__Document passage__:

====

Vira Paky wins NZ youth human rights award - Amnesty International

The winner of Amnesty International’s Gary Ware Legacy Award will be announced this evening ahead of Human Rights Day (Friday 10th December) as a nod to the importance of youth voices in shaping Aotearoa’s future.

The Gary Ware Legacy Award is a new award from Amnesty International made possible by the Ware family, who have been advocating for the rights of others in New Zealand and abroad for decades. This is the second year the award has been running.

Entries have been coming in from young people across the country, with some incredible human rights initiatives including everything from an ethical travel company and letters to the future, to pronoun nametags and education for medical staff.

The idea that won this year’s award will go some way to assisting a very under-resourced part of the refugee space. Vira Paky plans to set up a new way to identify, document and release research on the mental health of people who’ve sought refuge and who are now residing in Aotearoa New Zealand.

Vira is an award-winning poet, playwright, writer, community activist, and Chairperson of the New Zealand National Refugee Youth Council. She is studying the social sciences at The University of Auckland and hopes to pursue postgraduate study in Development Studies.

Paky says the award will help her give life to an idea she has been fostering for some time. "It is my hope that by undertaking this project I can create a space where resettled young people can talk openly about their experiences with mental distress. By actively listening to our marginalised communities, we can better understand the refugee youth experience and what can be done better to support their settlement as first-generation New Zealanders.

"My wish is that young refugees in New Zealand no longer just survive, but truly thrive in this country."

Vira Paky, Gary Ware Legacy Award Winner 2021

Amnesty International Community Manager Margaret Taylor says Vira has the know-how and lived experience to improve outcomes in the refugee space.

"Vira and her family sought refuge in Aotearoa New Zealand so they know how hard it can be to start over in a new country. Despite her youthfulness, Vira has already contributed much to improving the lives of young people from refugee backgrounds. All are survivors. All have much to offer their adopted home. and empowering them to do so is at the heart of Vira's project."

Taylor says the Gary Ware Legacy Award is a response to a growing demand among younger generations for a more promising future.

"We are so thankful to the Ware family, who are steeped in New Zealand activism history, for recognising the beautiful hopefulness and determination of today’s young people by making this award possible."

====

__Work task 1__:
Return the passage of the award article starting with "The idea that" and going on through "Aotearoa New Zealand.".
__Work task 2__:
Translate this sentence from the award article into Spanish: "She is studying the social sciences at The University of Auckland and hopes to pursue postgraduate study in Development Studies."
Work only from the award article.

====

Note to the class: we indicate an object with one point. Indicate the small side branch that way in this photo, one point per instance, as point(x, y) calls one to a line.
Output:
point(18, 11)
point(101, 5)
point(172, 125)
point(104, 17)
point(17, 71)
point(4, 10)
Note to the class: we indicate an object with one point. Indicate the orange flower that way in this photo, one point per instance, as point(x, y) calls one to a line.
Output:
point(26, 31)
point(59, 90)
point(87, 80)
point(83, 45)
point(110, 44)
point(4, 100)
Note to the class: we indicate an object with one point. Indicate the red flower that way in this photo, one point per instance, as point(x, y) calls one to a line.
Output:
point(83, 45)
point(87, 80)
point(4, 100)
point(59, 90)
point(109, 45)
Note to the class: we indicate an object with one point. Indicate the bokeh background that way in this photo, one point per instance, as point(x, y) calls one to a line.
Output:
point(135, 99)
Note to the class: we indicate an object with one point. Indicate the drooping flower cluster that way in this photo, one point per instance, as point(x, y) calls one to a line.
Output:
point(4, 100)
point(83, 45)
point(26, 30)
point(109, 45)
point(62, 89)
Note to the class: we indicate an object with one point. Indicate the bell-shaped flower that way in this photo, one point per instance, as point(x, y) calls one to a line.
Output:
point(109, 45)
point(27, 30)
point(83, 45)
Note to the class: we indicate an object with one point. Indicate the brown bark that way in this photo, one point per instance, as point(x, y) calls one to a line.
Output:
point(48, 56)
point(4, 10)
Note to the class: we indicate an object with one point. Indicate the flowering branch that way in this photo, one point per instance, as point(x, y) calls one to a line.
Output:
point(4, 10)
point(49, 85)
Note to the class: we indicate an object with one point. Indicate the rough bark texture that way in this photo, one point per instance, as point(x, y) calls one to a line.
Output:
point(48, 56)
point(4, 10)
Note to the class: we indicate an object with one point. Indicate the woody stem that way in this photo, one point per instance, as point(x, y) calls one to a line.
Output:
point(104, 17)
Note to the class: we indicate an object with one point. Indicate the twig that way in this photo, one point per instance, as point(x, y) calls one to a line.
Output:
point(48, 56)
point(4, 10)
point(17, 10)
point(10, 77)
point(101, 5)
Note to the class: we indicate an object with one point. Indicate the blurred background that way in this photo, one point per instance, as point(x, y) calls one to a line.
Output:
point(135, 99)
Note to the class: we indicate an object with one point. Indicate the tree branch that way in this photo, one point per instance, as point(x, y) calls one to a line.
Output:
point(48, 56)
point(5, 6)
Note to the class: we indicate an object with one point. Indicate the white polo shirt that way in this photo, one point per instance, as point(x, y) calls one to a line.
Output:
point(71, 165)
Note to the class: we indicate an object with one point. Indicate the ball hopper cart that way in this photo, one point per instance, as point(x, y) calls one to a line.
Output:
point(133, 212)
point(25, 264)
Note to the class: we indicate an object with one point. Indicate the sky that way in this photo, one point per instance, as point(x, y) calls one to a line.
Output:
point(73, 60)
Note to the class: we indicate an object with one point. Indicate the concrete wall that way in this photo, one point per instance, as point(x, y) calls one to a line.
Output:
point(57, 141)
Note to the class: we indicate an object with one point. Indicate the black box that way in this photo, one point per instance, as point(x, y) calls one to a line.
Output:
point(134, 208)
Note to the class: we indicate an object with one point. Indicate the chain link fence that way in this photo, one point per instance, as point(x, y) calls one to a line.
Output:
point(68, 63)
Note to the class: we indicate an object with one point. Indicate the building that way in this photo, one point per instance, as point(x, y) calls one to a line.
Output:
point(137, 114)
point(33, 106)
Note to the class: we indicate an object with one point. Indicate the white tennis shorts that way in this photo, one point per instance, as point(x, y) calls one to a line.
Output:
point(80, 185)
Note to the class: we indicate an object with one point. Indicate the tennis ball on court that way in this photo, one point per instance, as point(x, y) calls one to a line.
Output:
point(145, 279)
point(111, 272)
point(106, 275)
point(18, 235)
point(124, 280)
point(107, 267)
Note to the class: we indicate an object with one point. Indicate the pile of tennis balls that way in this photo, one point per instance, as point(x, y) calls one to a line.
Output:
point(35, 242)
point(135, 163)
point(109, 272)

====

__Written reply 1__:
The idea that won this year’s award will go some way to assisting a very under-resourced part of the refugee space. Vira Paky plans to set up a new way to identify, document and release research on the mental health of people who’ve sought refuge and who are now residing in Aotearoa New Zealand.

__Written reply 2__:
Estudia ciencias sociales en la Universidad de Auckland y espera cursar estudios de posgrado en Estudios del Desarrollo.